[[ Given text open ]]

Politics

There are limits to tolerance—but human rights are key to democracy

We shouldn't tolerate vulnerable people being harmed. But human rights are essential

June 07, 2017
Prime Minister Theresa May gives a speech outside No 10 in the wake of Saturday night's terror attack. Photo:  Stefan Rousseau/PA Wire/PA Images
Prime Minister Theresa May gives a speech outside No 10 in the wake of Saturday night's terror attack. Photo: Stefan Rousseau/PA Wire/PA Images

Tolerance is the least inspiring of virtues: it means putting up with people or ideas that we don’t much like. So Theresa May struck a chord after Saturday's London Bridge attack when she said that “there is to be frank, far too much tolerance of extremism in our country.”

Correctly exercised, tolerance is a necessary staging post to the higher objectives of trust and integration. But taken to excess, its effects can be toxic. A distinction has to be made between things that must be tolerated and things that must not be tolerated.

Many of us are confused about how to draw this line. Faced with cultural difference, we are unsure which of our own values we are allowed to defend, and which we are supposed to modify or abandon. We see the consequences of that confusion every day, in unrealistic demands for full assimilation or—conversely—the turning of a blind eye to practices that should never be accepted.

"Tolerance does not extend to expressions of religious belief that unjustifiably restrict the rights of others"
Useful guidance may be found in the European Convention of Human Rights—the Council of Europe instrument to which the major parties have all committed post-Brexit. The ECHR is not, as often supposed, a one-eyed assertion of individual freedoms over our responsibility to society. Rather, its half-century of case law, both from the European Court in Strasbourg and under our own Human Rights Act, offers a subtle balancing of the two.

It offers three lessons of primary relevance to the current debate on extremism and integration.

First, confidence in setting limits. The European Court reminds us that democracy is founded on tolerance—but also on pluralism and broad-mindedness. So everyone has an absolute right to believe what they like, to change their beliefs, and to share them with like-minded people. But tolerance does not extend to expressions of religious belief that unjustifiably restrict the rights of others.

That is so whether you are a Christian who wants his child to be beaten at private school, a Hindu who seeks to rely on the sacred status of a bullock to avoid the legal consequences of a TB diagnosis, or a political party which seeks to elevate the law of God over the law of man.

[[ Given text closed ]]

▶ Brief 1
According to the article on tolerance, which instrument offers useful guidance on where to draw the line?
▶ Brief 2
Rewrite more briefly the paragraph of the article on tolerance that begins "Many of us are confused", keeping its main facts.
▶ Brief 3
Extend the article on tolerance, picking up after its last sentence.

[[ The data open ]]

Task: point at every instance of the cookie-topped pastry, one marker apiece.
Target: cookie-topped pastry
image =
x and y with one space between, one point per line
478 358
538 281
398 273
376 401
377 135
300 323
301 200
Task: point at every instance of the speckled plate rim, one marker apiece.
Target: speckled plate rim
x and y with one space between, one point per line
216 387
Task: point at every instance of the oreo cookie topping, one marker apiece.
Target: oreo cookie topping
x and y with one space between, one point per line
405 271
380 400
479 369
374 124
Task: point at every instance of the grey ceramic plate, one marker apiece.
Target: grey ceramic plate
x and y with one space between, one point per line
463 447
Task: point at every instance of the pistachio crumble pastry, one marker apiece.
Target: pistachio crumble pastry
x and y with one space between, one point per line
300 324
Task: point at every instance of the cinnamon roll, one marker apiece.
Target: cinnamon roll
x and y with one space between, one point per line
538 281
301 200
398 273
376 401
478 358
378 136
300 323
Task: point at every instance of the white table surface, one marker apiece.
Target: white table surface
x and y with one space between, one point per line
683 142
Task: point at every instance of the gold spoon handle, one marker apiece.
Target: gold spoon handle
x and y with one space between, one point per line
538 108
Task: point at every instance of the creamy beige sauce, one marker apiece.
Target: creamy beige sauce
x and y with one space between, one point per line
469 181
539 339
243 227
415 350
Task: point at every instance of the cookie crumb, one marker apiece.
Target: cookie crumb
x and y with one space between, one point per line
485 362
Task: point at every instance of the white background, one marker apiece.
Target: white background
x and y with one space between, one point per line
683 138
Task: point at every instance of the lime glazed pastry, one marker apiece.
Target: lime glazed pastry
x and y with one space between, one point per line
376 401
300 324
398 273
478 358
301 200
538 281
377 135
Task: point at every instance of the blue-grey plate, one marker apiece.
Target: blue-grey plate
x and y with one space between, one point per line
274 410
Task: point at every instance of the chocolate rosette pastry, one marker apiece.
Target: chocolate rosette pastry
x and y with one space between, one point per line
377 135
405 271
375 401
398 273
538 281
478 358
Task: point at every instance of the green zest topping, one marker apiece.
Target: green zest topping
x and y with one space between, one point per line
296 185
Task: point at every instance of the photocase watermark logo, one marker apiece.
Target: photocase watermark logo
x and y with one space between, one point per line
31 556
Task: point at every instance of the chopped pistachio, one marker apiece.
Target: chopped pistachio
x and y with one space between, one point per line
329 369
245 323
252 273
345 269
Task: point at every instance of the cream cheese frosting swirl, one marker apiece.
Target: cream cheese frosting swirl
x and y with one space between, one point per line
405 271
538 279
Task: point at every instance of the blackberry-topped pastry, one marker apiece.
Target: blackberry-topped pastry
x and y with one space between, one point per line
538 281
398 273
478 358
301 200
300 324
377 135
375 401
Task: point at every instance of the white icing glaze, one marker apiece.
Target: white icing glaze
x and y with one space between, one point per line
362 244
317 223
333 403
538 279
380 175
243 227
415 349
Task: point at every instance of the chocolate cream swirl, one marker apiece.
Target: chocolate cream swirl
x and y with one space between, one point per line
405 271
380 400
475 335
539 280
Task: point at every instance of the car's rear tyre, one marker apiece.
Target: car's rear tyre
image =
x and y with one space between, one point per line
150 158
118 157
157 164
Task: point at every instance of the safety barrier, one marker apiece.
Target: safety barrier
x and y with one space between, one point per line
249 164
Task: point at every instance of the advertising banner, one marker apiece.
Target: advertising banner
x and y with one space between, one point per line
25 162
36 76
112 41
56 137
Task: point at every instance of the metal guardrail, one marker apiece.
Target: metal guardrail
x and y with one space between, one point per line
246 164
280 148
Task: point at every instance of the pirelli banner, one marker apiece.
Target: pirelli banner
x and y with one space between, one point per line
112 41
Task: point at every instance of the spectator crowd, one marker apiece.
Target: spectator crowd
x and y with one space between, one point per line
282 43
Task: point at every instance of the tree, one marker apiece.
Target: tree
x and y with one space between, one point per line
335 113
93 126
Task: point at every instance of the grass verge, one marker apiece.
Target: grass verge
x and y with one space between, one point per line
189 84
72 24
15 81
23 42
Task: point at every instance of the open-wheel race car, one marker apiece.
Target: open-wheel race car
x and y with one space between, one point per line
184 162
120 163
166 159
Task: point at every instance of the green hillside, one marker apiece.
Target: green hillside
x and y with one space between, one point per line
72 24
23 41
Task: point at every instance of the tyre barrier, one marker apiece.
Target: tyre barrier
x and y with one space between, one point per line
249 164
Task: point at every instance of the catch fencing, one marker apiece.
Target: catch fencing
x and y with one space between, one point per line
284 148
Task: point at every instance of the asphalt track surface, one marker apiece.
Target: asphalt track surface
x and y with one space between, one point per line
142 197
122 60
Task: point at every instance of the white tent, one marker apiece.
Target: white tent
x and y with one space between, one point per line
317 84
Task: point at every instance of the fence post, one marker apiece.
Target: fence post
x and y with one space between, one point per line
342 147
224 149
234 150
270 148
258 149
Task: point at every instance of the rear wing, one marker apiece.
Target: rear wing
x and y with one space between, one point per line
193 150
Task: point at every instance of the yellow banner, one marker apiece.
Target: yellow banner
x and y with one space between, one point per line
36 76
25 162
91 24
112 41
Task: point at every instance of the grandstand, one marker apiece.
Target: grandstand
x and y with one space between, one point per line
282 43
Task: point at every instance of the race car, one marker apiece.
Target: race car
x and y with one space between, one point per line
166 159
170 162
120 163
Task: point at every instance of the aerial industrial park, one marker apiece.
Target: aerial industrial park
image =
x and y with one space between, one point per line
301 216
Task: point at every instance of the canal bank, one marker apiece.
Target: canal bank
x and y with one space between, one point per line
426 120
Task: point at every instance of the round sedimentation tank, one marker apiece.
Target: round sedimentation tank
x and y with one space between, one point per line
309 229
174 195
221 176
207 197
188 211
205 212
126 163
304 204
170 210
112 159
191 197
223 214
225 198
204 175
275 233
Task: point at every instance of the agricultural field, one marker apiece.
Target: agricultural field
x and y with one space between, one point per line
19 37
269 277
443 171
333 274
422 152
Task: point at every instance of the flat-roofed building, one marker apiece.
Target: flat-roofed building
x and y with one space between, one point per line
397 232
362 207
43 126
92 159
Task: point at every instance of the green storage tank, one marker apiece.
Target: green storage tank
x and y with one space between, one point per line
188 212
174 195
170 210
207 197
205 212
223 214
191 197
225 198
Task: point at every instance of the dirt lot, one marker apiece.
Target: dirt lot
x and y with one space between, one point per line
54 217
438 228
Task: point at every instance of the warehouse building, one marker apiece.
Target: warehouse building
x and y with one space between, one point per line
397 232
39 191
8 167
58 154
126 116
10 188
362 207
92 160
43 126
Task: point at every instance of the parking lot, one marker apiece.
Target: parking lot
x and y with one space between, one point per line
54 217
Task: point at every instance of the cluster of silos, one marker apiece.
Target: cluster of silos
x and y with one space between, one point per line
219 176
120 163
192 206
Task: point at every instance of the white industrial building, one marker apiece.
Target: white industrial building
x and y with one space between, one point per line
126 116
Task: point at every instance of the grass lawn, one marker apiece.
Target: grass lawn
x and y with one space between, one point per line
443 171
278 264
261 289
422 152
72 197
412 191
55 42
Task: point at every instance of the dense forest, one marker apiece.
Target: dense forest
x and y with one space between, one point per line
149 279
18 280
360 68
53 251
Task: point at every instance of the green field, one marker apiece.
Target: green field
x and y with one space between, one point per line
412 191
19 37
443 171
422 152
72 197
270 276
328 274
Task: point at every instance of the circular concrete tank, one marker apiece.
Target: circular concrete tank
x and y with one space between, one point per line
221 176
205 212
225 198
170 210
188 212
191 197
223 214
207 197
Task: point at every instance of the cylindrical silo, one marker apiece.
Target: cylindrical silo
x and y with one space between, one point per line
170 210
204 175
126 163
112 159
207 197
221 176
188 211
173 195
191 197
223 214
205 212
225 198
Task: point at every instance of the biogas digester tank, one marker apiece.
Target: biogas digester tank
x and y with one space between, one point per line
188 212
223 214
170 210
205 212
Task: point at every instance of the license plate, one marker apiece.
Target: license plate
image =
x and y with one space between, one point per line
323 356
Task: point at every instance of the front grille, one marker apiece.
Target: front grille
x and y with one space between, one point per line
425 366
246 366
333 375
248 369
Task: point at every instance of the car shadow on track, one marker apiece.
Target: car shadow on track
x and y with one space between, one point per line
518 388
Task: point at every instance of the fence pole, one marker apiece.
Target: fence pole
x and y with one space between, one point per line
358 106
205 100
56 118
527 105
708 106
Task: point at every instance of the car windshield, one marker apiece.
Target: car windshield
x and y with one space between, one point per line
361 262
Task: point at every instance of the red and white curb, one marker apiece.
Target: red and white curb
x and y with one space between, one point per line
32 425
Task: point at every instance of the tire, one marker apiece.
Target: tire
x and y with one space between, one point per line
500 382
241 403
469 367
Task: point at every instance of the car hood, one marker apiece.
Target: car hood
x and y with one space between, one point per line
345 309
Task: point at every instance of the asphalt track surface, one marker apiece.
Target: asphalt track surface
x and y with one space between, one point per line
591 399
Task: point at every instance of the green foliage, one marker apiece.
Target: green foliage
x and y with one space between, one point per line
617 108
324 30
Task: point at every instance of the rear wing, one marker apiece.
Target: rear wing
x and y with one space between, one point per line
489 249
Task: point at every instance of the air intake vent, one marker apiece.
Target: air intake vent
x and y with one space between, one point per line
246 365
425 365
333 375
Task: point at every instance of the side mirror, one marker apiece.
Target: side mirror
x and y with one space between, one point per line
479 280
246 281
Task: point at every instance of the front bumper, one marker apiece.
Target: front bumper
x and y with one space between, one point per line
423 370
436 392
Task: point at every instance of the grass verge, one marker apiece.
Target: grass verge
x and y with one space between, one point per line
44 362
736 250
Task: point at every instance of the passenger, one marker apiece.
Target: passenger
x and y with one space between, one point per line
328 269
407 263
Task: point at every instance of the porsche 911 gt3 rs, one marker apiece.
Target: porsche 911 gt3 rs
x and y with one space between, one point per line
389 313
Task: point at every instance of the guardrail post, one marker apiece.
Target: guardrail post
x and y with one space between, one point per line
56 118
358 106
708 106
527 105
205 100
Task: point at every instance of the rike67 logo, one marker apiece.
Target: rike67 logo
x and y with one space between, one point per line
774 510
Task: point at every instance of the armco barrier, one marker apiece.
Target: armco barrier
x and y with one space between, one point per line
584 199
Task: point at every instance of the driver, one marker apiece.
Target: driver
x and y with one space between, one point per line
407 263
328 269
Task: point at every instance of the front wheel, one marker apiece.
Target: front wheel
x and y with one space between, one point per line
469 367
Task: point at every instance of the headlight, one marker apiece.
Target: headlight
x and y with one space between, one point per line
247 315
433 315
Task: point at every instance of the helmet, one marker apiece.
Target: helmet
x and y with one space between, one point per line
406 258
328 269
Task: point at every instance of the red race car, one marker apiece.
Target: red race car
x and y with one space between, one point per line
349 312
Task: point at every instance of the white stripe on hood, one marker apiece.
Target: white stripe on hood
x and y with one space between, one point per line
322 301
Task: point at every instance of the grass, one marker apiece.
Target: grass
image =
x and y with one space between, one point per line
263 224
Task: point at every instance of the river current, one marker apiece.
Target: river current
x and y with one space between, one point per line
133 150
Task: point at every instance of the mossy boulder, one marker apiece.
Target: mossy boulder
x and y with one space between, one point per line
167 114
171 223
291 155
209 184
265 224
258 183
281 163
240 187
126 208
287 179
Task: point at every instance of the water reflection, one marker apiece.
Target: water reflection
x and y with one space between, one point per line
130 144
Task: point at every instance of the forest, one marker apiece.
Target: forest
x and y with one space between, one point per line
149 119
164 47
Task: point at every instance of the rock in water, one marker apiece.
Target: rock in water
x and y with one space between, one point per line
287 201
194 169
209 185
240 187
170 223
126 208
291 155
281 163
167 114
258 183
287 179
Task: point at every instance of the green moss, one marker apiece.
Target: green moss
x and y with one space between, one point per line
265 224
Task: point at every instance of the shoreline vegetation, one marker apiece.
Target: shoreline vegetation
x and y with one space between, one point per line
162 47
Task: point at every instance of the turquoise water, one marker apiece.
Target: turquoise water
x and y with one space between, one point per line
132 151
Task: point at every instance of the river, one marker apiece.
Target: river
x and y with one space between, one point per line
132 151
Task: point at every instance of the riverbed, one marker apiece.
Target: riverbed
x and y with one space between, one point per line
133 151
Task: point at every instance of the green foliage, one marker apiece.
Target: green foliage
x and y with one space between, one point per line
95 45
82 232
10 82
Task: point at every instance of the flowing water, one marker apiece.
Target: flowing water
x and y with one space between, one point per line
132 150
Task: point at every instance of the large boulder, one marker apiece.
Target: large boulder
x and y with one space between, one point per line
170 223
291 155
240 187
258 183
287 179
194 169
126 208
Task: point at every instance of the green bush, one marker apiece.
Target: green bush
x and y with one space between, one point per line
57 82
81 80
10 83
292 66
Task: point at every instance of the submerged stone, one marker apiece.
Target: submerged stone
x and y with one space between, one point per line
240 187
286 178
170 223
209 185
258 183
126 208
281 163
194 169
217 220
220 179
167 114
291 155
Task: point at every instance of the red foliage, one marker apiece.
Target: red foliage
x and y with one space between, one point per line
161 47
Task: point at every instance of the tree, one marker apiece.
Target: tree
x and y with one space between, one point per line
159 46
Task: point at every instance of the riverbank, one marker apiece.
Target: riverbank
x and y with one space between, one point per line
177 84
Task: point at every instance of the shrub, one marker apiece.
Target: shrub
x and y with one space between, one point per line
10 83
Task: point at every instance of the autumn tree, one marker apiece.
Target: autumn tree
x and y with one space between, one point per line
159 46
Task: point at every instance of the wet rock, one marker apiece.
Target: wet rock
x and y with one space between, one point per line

[[ The data closed ]]

▶ Task answer 1
The European Convention of Human Rights.

▶ Task answer 2
Many people are unsure where to draw the line on tolerance. Faced with cultural difference, they do not know which of their values to defend and which to modify or abandon. This confusion shows every day, both in unrealistic demands for full assimilation and in turning a blind eye to practices that should never be accepted.

▶ Task answer 3
In none of these cases was the cry of “It’s my religion” enough to win a reprieve from the law of the land. The latter case resulted in a ruling by the European Court that the Turkish Government was entitled to dissolve a political party that stood for the introduction of sharia law for Muslims, notwithstanding its commanding position in the polls. As the Court commented: “Sharia is incompatible with the fundamental principles of democracy.”

The consequence is that as Matthew Wilkinson of the Cambridge Muslim College has written, Islam must adapt to being “one legitimate faith among many legally equivalent faiths," with the Sharia existing as “a code of personal religious conduct rather than constituting the legal framework for the whole or even part of society."
"Crude incursions into expressive and associative freedoms tend to worsen the problem they seek to cure"
The second lesson is confidence in applying the numerous laws we have. Failure to investigate or to prosecute corruption, forced marriage, female genital mutilation, sexual abuse and so-called honour crimes should never be excused, or tolerated, by misplaced respect for cultural difference. Always, we need to be alert to the risk of discrimination. But police and social workers should not have to fear accusations of racism—as was said to be the case in both Rotherham and Rochdale—when they investigate practices that are not tolerated by the law.

Police and others rightly value their links with the communities that they serve. But the vulnerable people in any community may be precisely those for whom so-called “community leaders” do not speak. Examples are the feminist Muslims, gay Muslims and ex-Muslims, described by Maajid Nawaz as “minorities within minorities," who may be stigmatised and subjected to physical threats even in the west. These are people whom—as the ECHR reminds us—it is essential for the law to protect.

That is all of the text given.